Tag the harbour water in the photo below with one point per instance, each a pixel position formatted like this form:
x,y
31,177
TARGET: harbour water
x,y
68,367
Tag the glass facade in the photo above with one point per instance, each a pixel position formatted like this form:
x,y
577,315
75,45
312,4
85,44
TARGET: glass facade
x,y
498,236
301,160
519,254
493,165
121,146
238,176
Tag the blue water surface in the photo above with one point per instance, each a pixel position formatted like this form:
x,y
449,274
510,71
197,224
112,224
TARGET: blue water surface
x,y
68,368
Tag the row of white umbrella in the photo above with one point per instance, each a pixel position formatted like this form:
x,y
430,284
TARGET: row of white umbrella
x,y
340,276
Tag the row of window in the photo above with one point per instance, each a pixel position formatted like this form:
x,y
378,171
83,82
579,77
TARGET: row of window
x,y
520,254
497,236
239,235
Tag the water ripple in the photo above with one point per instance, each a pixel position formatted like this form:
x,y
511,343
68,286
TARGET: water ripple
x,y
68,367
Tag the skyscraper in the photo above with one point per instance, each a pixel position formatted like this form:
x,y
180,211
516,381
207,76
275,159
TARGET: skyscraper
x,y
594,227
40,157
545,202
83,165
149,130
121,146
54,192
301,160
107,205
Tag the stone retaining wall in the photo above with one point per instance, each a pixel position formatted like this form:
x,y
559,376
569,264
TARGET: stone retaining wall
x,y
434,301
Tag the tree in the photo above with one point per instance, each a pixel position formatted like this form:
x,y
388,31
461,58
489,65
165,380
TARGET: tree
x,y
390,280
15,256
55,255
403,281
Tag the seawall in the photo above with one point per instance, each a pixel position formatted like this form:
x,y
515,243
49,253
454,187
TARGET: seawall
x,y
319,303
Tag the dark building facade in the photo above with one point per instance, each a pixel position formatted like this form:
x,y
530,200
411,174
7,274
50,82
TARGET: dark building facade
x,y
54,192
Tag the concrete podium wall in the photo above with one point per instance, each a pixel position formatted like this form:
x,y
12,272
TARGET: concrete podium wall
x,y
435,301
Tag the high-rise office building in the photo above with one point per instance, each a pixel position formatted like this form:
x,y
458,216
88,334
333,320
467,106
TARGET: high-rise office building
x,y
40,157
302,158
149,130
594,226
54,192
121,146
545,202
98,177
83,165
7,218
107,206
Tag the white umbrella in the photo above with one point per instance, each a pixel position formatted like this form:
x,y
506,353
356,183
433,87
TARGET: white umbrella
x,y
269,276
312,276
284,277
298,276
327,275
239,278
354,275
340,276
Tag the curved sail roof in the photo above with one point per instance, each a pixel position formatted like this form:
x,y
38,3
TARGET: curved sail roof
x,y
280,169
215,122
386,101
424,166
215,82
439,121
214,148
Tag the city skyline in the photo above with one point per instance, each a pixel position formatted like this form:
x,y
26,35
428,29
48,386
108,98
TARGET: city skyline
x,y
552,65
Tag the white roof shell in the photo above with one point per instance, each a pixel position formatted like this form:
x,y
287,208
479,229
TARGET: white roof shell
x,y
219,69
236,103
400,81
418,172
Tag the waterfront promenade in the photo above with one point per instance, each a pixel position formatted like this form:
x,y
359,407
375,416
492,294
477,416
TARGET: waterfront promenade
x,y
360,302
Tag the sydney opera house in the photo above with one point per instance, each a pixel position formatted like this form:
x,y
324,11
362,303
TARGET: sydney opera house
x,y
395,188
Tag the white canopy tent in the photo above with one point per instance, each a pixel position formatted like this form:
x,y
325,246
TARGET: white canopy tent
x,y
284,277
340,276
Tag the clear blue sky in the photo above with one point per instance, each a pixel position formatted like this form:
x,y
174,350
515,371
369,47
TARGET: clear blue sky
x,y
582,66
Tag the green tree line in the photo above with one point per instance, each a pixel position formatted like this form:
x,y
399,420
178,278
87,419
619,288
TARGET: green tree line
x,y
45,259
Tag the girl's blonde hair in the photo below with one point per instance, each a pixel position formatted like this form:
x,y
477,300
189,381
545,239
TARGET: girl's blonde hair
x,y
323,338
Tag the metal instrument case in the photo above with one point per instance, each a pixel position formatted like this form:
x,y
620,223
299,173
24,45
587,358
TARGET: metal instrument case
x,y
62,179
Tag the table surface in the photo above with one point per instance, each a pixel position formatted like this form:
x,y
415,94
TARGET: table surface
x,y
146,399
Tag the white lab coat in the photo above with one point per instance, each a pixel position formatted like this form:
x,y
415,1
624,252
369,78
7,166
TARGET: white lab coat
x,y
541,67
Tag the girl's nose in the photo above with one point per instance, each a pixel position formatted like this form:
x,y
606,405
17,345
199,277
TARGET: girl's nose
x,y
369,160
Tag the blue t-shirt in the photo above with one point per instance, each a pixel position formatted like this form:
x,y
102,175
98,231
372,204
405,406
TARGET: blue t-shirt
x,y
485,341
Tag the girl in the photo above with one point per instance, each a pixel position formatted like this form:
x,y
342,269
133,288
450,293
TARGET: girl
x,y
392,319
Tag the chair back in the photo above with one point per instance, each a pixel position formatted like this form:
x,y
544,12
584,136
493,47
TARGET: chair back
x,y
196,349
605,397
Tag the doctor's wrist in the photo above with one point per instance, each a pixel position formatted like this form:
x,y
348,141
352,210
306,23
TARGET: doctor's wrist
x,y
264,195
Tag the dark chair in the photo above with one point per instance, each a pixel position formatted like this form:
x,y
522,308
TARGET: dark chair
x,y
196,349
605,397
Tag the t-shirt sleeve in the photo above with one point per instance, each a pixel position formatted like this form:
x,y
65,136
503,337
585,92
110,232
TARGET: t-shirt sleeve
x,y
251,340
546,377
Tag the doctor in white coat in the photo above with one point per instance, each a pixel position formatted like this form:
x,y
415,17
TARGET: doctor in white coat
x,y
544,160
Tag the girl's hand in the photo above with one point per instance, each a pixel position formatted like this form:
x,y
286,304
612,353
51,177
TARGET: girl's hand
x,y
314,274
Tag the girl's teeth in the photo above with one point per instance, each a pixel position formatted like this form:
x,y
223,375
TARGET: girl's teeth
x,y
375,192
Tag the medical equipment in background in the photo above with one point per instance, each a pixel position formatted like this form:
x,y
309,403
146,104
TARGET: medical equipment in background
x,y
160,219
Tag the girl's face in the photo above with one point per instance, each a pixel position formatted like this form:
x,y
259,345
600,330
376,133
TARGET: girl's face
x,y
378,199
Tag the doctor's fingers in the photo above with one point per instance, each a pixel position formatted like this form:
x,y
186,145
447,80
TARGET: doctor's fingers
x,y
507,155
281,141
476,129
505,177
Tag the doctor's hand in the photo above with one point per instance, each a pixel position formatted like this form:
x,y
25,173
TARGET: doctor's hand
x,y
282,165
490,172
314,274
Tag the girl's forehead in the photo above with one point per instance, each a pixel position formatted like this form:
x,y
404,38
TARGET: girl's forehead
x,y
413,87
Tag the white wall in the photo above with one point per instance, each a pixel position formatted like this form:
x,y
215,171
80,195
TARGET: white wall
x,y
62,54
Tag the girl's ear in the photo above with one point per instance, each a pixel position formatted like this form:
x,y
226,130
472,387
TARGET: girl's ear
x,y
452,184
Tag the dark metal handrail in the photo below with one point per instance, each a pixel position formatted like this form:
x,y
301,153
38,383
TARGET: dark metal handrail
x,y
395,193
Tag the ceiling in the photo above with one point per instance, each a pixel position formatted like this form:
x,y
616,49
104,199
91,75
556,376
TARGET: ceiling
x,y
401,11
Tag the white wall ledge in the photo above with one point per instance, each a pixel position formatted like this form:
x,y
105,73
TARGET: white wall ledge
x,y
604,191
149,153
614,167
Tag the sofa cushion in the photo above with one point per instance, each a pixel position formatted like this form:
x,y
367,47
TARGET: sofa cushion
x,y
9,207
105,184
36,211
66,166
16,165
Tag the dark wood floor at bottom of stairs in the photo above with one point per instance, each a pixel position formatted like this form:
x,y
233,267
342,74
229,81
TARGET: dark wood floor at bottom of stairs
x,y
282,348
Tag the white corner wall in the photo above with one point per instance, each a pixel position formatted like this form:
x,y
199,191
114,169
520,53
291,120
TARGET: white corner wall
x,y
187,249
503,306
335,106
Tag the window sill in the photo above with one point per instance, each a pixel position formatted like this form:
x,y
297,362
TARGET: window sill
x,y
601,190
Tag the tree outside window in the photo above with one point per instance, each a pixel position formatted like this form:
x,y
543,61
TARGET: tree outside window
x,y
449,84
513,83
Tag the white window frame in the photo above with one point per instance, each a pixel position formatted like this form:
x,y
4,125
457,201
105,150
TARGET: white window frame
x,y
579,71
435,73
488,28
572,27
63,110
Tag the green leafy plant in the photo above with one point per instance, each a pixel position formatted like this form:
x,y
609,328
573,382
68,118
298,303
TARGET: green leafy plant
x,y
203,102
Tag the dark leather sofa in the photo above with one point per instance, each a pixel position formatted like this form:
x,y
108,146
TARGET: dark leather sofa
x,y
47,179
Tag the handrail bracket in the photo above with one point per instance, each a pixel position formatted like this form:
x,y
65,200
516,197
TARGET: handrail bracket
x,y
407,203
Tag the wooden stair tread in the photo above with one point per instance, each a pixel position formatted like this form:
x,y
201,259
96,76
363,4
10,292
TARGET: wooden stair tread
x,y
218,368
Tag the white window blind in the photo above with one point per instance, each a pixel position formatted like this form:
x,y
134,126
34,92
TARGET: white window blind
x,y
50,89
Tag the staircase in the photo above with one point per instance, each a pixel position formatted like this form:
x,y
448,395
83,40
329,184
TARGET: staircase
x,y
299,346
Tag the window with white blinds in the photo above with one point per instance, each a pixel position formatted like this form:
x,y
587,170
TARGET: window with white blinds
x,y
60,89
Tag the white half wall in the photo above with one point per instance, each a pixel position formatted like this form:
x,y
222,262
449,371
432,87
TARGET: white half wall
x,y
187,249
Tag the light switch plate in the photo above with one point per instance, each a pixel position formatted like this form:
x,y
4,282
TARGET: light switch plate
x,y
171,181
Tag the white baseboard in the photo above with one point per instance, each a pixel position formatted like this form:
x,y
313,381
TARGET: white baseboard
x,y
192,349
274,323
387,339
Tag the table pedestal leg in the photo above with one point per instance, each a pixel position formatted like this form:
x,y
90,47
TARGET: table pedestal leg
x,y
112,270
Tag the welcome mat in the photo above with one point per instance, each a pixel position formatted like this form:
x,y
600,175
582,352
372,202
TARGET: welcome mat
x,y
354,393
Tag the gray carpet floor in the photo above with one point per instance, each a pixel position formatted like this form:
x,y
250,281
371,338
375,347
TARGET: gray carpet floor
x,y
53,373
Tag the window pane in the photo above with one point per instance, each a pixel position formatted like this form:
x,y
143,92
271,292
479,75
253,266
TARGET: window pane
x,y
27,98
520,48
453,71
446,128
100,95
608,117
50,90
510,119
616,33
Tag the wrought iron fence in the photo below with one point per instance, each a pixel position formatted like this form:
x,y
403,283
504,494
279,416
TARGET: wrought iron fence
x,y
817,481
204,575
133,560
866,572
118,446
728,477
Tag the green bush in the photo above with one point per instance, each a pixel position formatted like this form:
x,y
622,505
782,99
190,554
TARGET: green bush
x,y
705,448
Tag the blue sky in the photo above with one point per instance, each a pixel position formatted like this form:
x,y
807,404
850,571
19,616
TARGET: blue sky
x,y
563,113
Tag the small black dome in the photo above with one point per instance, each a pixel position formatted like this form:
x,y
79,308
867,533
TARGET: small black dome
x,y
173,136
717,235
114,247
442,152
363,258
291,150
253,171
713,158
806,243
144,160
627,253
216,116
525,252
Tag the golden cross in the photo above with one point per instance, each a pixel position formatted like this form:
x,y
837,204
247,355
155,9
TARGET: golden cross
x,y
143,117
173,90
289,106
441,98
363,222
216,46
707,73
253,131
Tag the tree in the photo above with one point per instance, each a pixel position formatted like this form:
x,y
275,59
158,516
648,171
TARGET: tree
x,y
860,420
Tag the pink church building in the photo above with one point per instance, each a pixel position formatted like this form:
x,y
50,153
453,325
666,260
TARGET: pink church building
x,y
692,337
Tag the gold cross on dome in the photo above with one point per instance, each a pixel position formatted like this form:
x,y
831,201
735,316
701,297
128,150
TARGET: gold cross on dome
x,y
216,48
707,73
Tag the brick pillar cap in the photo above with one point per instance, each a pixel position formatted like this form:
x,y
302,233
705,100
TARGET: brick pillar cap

§ Exercise brief
If the word "brick" is on a line above, return that line.

§ Output below
Tag the brick pillar cap in the photo above with one point per instance, each a pixel position formatted like this form:
TARGET: brick pillar cap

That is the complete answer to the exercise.